━━━ EXTRAIT SOURCE ━━━

Mon point de vue est naturellement un peu biaisé, puisque j’ai participé à la traduction de Degenesis. Et honnêtement… on en a bavé. Lardé de citations bibliques et parfois tordues, le texte fait la part belle au mysticisme, aux envolées lyriques… Les descriptions frôlent parfois l’impressionnisme et laissent planer le doute sur de nombreuses facettes du monde de Degenesis. Si j’ai un regret à exprimer quant à la forme du jeu, c’est d’ailleurs l’absence de carte (dans les ouvrages dont nous avons disposé jusqu’ici en tout cas), mais on peut trouver sans difficulté de quoi pallier le problème sur internet.

J’ai eu l’immense plaisir de travailler avec un trio de traducteurs très impliqués (et talentueux !) : Yohann Delalande, Julien Drouet (mon jumeau maléfique… ou bienveillant) et Marianne Feraud. Nous avons également bénéficié de l’aide inestimable de Sabine Schütte, qui nous a aidés à reprendre le texte allemand (puisque nous traduisions à partir de la version anglaise) pour éclairer certains points, et de l’équipe d’origine du jeu, dont Marko Djurdjevic et Adrian Fekete, qui ont été d’une disponibilité exemplaire.

Quand j’en aurai terminé avec cette relecture (car il me reste à repasser une dernière fois le texte au peigne fin), je laisserai reposer l’univers de Degenesis un moment avant d’y retourner. Là, je me sens un peu comme un Psychonaute du Cratère de la Traduction en pleine diffraction du continuum espace-linguistique.

Mais j’ai l’impression qu’on tient un sacré bon jeu.

━━━

◆ **VOTRE TRAVAIL**
- 1) Les affirmations suivantes concordent-elles avec l’extrait sur la traduction de Degenesis ? (a) Les traducteurs ont travaillé à partir de la version anglaise. (b) L’auteur a déjà achevé sa dernière relecture du texte. (c) L’auteur a trouvé la traduction facile. Pour chacune, répondez par oui ou non en citant les mots décisifs de l’extrait.
- 2) Restituez à l’identique le passage de l’extrait sur la traduction de Degenesis qui commence à « J’ai eu l’immense » et se termine à « du continuum espace-linguistique. ».
Les lignes n’ont aucun rôle dans cet exercice.

━━━ JEU DE DONNÉES ━━━

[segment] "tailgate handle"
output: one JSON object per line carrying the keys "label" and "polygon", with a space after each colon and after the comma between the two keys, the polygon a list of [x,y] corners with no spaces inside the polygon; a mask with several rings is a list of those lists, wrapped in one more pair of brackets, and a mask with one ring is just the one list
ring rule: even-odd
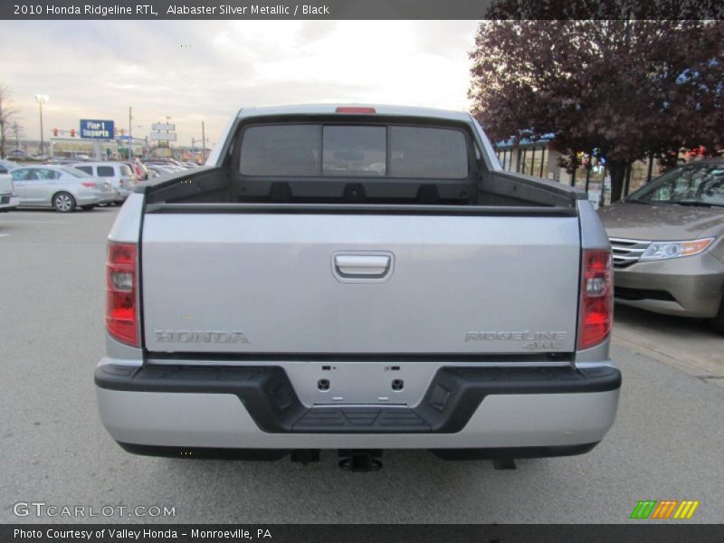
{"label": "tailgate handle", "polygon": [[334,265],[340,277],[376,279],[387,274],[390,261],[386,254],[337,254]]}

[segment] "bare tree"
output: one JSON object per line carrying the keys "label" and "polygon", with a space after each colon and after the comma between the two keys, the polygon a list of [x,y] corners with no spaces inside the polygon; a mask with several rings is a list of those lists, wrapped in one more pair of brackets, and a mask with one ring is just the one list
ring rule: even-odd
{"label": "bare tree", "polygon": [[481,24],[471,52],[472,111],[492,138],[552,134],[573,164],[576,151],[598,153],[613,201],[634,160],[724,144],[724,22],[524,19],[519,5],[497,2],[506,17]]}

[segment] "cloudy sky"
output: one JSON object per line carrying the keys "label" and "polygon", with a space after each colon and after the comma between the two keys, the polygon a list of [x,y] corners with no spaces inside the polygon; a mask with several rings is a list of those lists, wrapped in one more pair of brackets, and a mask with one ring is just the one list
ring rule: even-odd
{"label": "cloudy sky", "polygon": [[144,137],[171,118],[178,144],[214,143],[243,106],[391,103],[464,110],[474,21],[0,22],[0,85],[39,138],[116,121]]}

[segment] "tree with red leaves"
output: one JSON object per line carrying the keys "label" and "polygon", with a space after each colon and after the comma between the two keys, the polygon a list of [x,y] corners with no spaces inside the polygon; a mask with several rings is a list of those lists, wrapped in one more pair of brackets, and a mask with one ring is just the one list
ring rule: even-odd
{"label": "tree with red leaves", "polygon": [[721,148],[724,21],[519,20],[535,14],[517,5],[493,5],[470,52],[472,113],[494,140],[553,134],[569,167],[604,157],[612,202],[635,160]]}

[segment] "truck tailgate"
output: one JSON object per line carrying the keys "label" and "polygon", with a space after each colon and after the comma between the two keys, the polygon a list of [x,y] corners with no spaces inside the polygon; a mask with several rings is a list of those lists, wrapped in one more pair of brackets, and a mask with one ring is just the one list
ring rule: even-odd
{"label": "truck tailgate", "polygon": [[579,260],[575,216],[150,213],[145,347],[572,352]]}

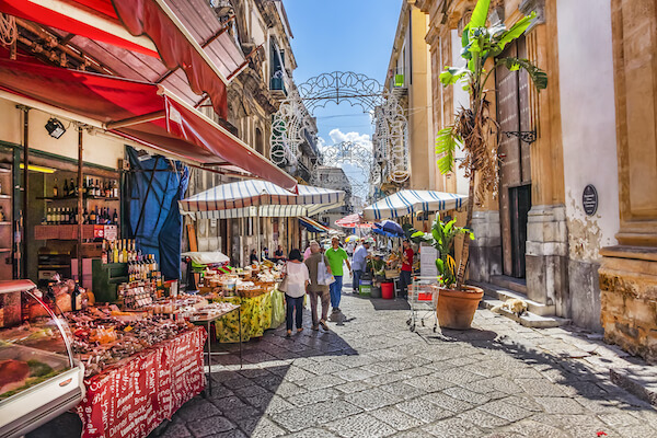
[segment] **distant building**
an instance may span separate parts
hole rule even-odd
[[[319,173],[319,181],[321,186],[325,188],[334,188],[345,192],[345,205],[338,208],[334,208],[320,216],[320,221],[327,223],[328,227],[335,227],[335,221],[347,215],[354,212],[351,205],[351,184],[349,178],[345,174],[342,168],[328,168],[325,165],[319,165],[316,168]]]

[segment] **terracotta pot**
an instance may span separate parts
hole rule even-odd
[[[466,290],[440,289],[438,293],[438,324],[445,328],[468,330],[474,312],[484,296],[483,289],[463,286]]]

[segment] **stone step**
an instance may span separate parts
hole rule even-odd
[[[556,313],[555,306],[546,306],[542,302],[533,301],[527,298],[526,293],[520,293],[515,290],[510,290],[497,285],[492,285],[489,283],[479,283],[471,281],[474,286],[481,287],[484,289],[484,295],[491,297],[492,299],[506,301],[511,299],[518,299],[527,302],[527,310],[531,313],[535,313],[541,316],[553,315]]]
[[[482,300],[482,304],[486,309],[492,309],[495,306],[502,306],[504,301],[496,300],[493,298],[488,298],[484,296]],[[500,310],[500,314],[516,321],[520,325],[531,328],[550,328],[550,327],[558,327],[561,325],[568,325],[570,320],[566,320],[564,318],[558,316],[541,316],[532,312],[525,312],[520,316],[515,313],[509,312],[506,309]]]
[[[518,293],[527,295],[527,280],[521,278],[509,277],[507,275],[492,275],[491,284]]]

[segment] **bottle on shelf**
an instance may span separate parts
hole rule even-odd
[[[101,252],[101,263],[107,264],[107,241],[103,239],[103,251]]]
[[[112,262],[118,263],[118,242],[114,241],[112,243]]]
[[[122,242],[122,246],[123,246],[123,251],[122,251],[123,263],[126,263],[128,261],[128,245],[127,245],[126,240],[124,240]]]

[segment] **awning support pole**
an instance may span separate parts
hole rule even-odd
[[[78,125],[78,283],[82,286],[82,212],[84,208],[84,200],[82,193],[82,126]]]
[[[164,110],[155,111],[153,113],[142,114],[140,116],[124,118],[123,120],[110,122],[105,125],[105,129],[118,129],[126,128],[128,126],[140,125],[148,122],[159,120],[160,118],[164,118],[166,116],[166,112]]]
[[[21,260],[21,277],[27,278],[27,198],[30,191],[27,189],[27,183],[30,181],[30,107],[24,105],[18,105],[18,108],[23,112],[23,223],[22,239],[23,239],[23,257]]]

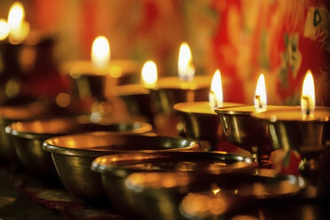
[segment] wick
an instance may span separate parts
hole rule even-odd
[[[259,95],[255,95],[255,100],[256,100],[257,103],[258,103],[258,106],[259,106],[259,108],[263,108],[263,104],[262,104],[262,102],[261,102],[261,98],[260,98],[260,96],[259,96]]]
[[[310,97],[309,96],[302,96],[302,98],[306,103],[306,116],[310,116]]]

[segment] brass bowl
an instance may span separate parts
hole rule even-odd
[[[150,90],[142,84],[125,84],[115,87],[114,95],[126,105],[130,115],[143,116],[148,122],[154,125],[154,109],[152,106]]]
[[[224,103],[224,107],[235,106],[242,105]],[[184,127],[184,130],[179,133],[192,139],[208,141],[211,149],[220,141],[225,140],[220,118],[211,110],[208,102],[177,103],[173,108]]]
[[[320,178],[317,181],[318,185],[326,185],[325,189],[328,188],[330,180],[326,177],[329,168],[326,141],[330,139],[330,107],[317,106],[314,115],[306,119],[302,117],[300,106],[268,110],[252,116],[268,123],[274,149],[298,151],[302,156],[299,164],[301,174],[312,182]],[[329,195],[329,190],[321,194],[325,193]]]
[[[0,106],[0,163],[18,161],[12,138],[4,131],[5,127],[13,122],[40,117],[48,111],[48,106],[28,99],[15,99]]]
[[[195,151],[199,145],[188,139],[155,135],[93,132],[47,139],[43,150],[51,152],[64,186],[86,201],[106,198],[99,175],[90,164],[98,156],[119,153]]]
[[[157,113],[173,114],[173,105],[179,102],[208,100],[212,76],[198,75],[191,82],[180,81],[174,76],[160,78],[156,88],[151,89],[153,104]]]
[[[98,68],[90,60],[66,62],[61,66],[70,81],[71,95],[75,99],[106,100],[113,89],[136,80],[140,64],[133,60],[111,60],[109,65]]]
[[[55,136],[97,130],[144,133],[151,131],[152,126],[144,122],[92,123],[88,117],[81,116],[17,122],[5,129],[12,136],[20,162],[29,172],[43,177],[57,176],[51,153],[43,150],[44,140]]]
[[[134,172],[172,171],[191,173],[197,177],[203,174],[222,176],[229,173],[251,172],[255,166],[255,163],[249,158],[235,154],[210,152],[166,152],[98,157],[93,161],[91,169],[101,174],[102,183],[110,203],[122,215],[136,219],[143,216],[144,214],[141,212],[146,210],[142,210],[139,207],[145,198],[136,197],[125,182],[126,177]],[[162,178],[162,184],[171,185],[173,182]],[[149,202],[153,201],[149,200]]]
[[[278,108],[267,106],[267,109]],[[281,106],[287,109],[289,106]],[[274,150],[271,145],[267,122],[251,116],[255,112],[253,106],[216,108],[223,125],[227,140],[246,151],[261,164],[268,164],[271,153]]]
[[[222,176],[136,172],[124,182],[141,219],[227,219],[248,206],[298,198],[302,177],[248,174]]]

━━━

◆ **CORRIGÉS**
- 1)
(a) Oui : « puisque nous traduisions à partir de la version anglaise »
(b) Non : « il me reste à repasser une dernière fois le texte au peigne fin »
(c) Non : « Et honnêtement… on en a bavé. »

- 2)
J’ai eu l’immense plaisir de travailler avec un trio de traducteurs très impliqués (et talentueux !) : Yohann Delalande, Julien Drouet (mon jumeau maléfique… ou bienveillant) et Marianne Feraud. Nous avons également bénéficié de l’aide inestimable de Sabine Schütte, qui nous a aidés à reprendre le texte allemand (puisque nous traduisions à partir de la version anglaise) pour éclairer certains points, et de l’équipe d’origine du jeu, dont Marko Djurdjevic et Adrian Fekete, qui ont été d’une disponibilité exemplaire.

Quand j’en aurai terminé avec cette relecture (car il me reste à repasser une dernière fois le texte au peigne fin), je laisserai reposer l’univers de Degenesis un moment avant d’y retourner. Là, je me sens un peu comme un Psychonaute du Cratère de la Traduction en pleine diffraction du continuum espace-linguistique.